### EXERCISE DATA
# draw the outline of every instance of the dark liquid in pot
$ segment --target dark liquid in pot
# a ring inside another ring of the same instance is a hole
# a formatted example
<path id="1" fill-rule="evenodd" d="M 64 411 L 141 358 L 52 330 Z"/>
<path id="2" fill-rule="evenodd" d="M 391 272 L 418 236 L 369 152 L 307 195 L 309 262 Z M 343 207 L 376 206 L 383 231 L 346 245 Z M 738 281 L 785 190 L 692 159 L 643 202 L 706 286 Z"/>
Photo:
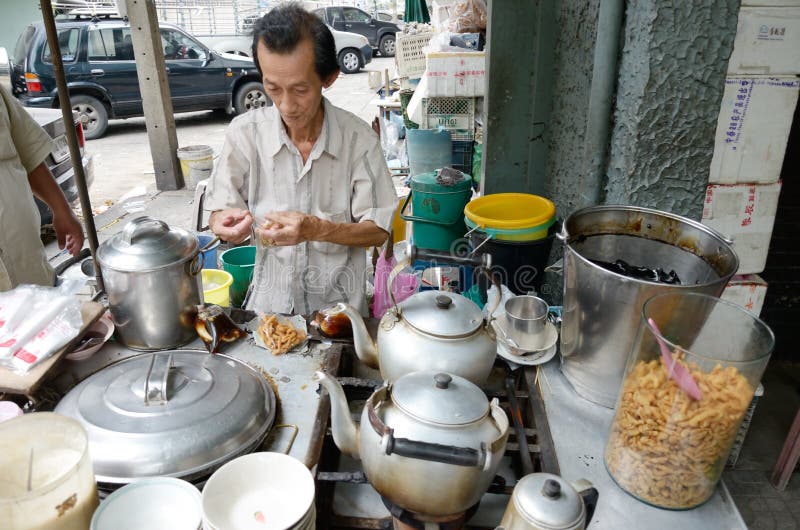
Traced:
<path id="1" fill-rule="evenodd" d="M 629 278 L 646 280 L 649 282 L 666 283 L 670 285 L 681 285 L 681 279 L 678 278 L 678 274 L 674 270 L 665 272 L 664 269 L 661 268 L 649 269 L 647 267 L 639 267 L 637 265 L 631 265 L 627 261 L 621 259 L 618 259 L 614 263 L 597 259 L 593 259 L 591 261 L 595 265 L 599 265 L 606 270 L 616 272 L 617 274 L 622 274 L 623 276 L 628 276 Z"/>

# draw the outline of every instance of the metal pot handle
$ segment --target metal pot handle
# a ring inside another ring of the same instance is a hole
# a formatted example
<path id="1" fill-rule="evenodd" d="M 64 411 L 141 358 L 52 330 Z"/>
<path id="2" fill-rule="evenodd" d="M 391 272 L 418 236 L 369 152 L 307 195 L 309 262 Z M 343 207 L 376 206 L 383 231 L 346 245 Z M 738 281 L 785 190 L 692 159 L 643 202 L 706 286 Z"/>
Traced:
<path id="1" fill-rule="evenodd" d="M 192 260 L 192 265 L 189 267 L 189 274 L 197 276 L 203 270 L 203 265 L 206 263 L 206 257 L 203 254 L 198 254 Z"/>
<path id="2" fill-rule="evenodd" d="M 172 354 L 153 354 L 144 379 L 144 404 L 164 405 L 169 401 L 167 385 L 169 369 L 172 368 Z"/>
<path id="3" fill-rule="evenodd" d="M 147 217 L 145 215 L 142 217 L 137 217 L 136 219 L 132 219 L 128 222 L 128 224 L 125 225 L 125 228 L 122 229 L 122 240 L 128 245 L 132 245 L 133 240 L 136 237 L 136 233 L 145 224 L 157 224 L 161 229 L 161 232 L 169 232 L 169 225 L 167 225 L 167 223 L 158 219 L 153 219 L 152 217 Z"/>
<path id="4" fill-rule="evenodd" d="M 406 458 L 440 462 L 455 466 L 480 467 L 486 469 L 490 461 L 490 453 L 485 443 L 480 449 L 457 447 L 430 442 L 420 442 L 407 438 L 395 438 L 394 429 L 387 427 L 375 412 L 375 398 L 386 399 L 389 387 L 379 388 L 366 402 L 367 418 L 375 432 L 381 437 L 381 447 L 387 455 L 397 454 Z"/>

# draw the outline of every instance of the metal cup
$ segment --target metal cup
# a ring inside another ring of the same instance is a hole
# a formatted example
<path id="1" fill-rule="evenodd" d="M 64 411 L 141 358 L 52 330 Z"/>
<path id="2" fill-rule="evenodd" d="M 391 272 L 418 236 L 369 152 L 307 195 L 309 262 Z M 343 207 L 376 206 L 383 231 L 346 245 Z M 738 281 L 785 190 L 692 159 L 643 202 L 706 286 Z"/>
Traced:
<path id="1" fill-rule="evenodd" d="M 505 304 L 506 336 L 521 350 L 535 351 L 542 347 L 547 325 L 547 302 L 536 296 L 514 296 Z"/>

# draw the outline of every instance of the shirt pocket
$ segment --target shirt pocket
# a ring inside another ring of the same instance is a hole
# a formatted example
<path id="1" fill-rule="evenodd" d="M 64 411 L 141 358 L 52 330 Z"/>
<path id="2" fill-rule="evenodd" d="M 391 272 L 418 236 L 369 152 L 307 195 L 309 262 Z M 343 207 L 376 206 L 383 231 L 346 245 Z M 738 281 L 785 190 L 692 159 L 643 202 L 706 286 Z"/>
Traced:
<path id="1" fill-rule="evenodd" d="M 316 212 L 314 215 L 319 217 L 323 221 L 330 221 L 332 223 L 348 222 L 348 216 L 346 210 L 342 210 L 339 212 Z M 347 246 L 345 245 L 339 245 L 337 243 L 329 243 L 327 241 L 311 241 L 309 245 L 313 252 L 324 254 L 325 256 L 332 257 L 335 256 L 336 254 L 341 254 L 343 257 L 346 257 Z M 312 263 L 313 263 L 313 258 L 312 258 Z"/>
<path id="2" fill-rule="evenodd" d="M 0 119 L 0 126 L 5 126 L 2 119 Z M 9 161 L 18 156 L 17 148 L 14 145 L 14 141 L 11 139 L 11 135 L 0 134 L 0 160 Z"/>

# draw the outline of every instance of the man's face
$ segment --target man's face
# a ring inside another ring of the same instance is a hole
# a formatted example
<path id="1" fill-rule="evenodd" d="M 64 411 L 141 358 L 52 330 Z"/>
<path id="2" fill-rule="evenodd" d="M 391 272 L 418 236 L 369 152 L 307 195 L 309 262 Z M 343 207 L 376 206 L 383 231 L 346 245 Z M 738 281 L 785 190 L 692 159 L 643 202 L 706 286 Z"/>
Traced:
<path id="1" fill-rule="evenodd" d="M 309 127 L 322 101 L 322 89 L 333 84 L 336 74 L 323 81 L 314 68 L 314 47 L 303 39 L 289 53 L 274 53 L 258 44 L 258 64 L 264 89 L 278 108 L 289 130 Z"/>

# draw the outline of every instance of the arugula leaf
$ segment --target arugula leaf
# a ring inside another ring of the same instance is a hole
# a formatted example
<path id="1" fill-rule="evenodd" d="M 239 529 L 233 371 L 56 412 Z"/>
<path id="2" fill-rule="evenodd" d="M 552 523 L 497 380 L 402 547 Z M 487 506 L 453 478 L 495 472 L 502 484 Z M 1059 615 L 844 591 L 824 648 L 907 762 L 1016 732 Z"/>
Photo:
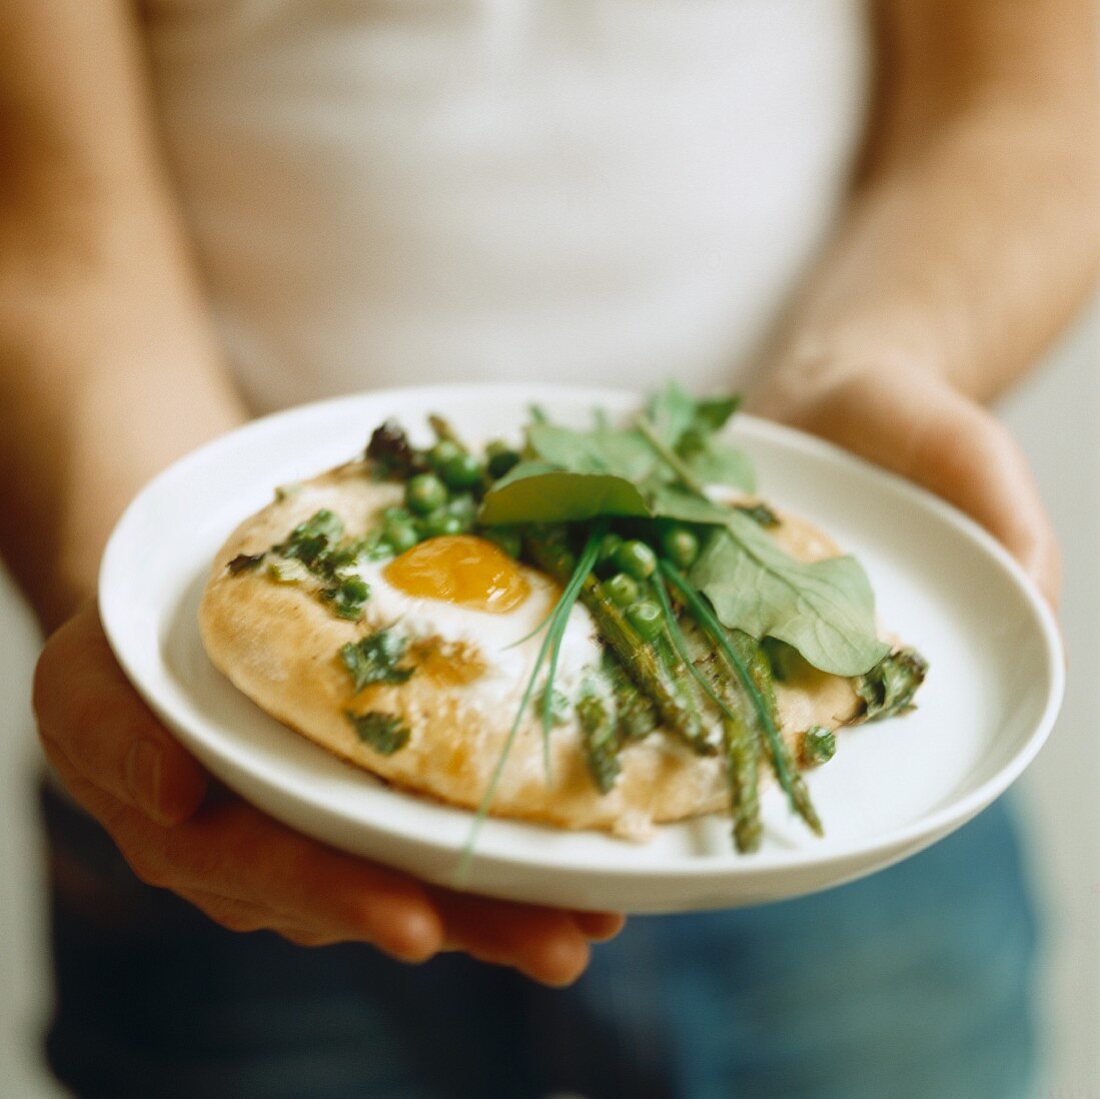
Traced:
<path id="1" fill-rule="evenodd" d="M 535 466 L 538 468 L 532 468 Z M 649 514 L 638 487 L 623 477 L 570 473 L 541 463 L 521 462 L 486 493 L 477 521 L 491 527 Z"/>
<path id="2" fill-rule="evenodd" d="M 321 598 L 332 604 L 337 617 L 358 622 L 363 604 L 370 598 L 370 585 L 361 576 L 337 578 L 332 587 L 321 589 Z"/>
<path id="3" fill-rule="evenodd" d="M 361 641 L 349 641 L 340 649 L 340 659 L 356 691 L 361 691 L 371 683 L 404 683 L 416 671 L 400 666 L 405 647 L 405 639 L 393 630 L 379 630 Z"/>
<path id="4" fill-rule="evenodd" d="M 663 501 L 663 493 L 679 480 L 666 461 L 674 448 L 680 450 L 670 460 L 675 464 L 679 457 L 682 468 L 702 483 L 753 487 L 748 458 L 713 437 L 736 407 L 735 398 L 697 402 L 672 382 L 650 401 L 642 425 L 648 425 L 656 447 L 637 423 L 611 428 L 597 421 L 588 431 L 533 423 L 527 443 L 535 459 L 520 462 L 493 485 L 479 522 L 573 522 L 598 515 L 687 519 L 678 497 L 678 510 L 664 510 L 673 498 Z M 720 523 L 724 516 L 725 510 L 715 507 L 706 518 L 687 521 Z"/>
<path id="5" fill-rule="evenodd" d="M 704 485 L 730 485 L 744 492 L 756 490 L 756 470 L 748 455 L 710 436 L 697 446 L 681 447 L 684 464 Z"/>
<path id="6" fill-rule="evenodd" d="M 657 465 L 652 448 L 631 430 L 573 431 L 555 424 L 531 424 L 527 442 L 543 462 L 571 473 L 608 473 L 642 481 Z"/>
<path id="7" fill-rule="evenodd" d="M 751 518 L 727 514 L 691 570 L 724 626 L 793 645 L 815 668 L 862 675 L 890 646 L 875 633 L 874 594 L 854 557 L 803 562 Z"/>
<path id="8" fill-rule="evenodd" d="M 675 450 L 684 432 L 695 423 L 697 412 L 695 398 L 678 383 L 670 381 L 649 399 L 646 418 L 661 441 Z"/>
<path id="9" fill-rule="evenodd" d="M 392 756 L 409 742 L 409 727 L 397 714 L 385 714 L 381 710 L 369 710 L 365 714 L 345 710 L 344 714 L 355 727 L 359 739 L 381 755 Z"/>
<path id="10" fill-rule="evenodd" d="M 736 447 L 715 438 L 739 404 L 738 397 L 696 401 L 676 382 L 669 382 L 650 400 L 646 419 L 657 438 L 683 459 L 700 482 L 752 492 L 756 485 L 752 462 Z"/>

### YOUR INSTRUCTIONS
Keep only the lines of the listing that contain the word "every", and copy them.

### RESULT OF THIS EXERCISE
# draw the outline of every instance of the dark liquid in pot
# draw the outline of every instance of the metal pot handle
# draw the outline of every instance of the metal cup
# draw the outline of every instance of the shirt pocket
# draw the outline of every instance of the man's face
# draw the outline of every instance of the arugula leaf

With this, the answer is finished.